INFORMATION START

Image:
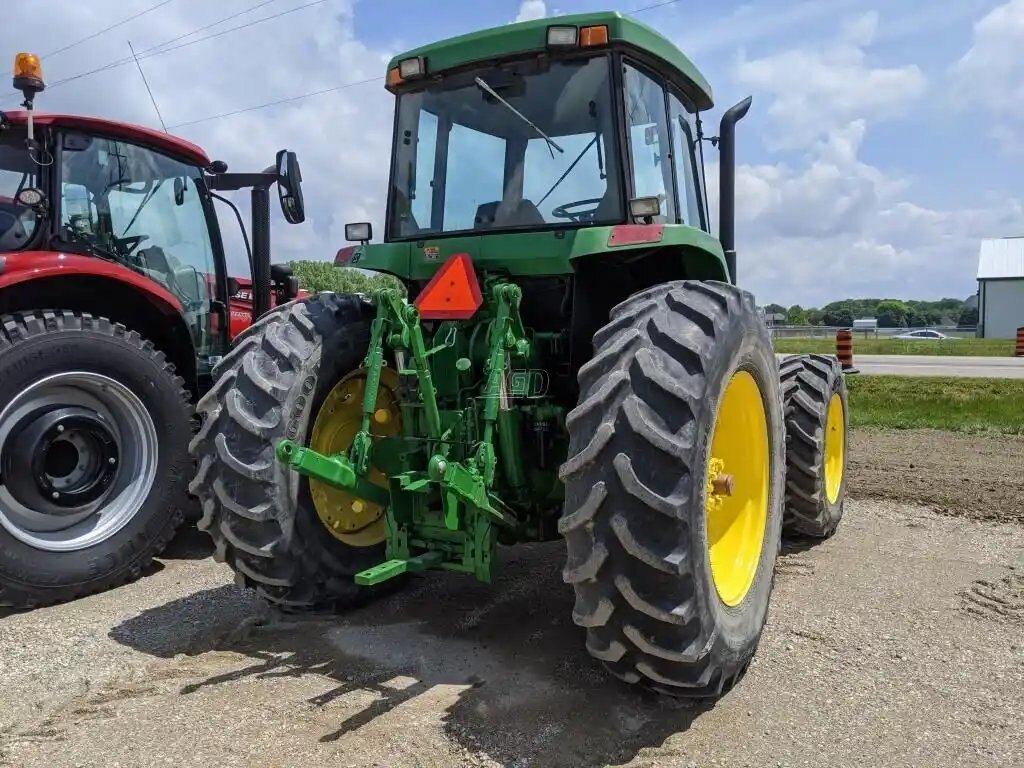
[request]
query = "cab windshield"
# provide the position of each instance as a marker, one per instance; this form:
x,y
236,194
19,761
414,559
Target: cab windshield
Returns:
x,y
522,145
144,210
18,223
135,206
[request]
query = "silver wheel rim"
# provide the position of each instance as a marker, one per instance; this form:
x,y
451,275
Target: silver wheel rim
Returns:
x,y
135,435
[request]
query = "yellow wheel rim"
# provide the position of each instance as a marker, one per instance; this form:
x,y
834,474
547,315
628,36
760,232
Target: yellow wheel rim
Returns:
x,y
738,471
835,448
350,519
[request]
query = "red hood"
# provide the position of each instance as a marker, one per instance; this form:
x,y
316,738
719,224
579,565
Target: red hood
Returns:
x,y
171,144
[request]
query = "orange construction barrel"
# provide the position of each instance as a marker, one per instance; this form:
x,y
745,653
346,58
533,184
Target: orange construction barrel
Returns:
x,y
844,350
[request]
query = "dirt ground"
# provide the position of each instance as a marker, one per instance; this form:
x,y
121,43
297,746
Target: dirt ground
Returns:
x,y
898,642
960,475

INFORMATION END

TASK INSTRUCTIONS.
Retype all entries above verbatim; no pictures belong in the copy.

COMPLETED TASK.
Image:
[request]
query = "cab windshield"
# provide the position of each instance as a marker, one per instance; this form:
x,y
236,194
19,761
414,559
Target: cab windshield
Returns:
x,y
522,145
144,210
18,223
135,206
[request]
query = "silver wheel rim"
# provide the position of each instance as a marker, one per instance; this form:
x,y
451,275
Target: silver wheel rim
Returns:
x,y
135,435
[request]
query = "yellow wheel rim"
# provide the position of each instance as a marker, one per instance; this form:
x,y
834,474
547,315
628,36
760,232
Target: yellow wheel rim
Returns:
x,y
738,471
835,448
350,519
[request]
query = "red hood"
# provide the position of each instance as a marker, one per instance; this form:
x,y
316,738
719,224
579,565
Target: red hood
Returns:
x,y
171,144
[request]
query = "orange construction barrel"
# provide the position of each instance as a marker, one per instance; this form:
x,y
745,653
346,58
533,184
Target: orange construction barrel
Returns:
x,y
844,350
[request]
query = "dirt ground"
# provide the position of each instance as a marker, one per instance; this form:
x,y
121,43
297,746
Target: dirt ground
Returns:
x,y
898,642
960,475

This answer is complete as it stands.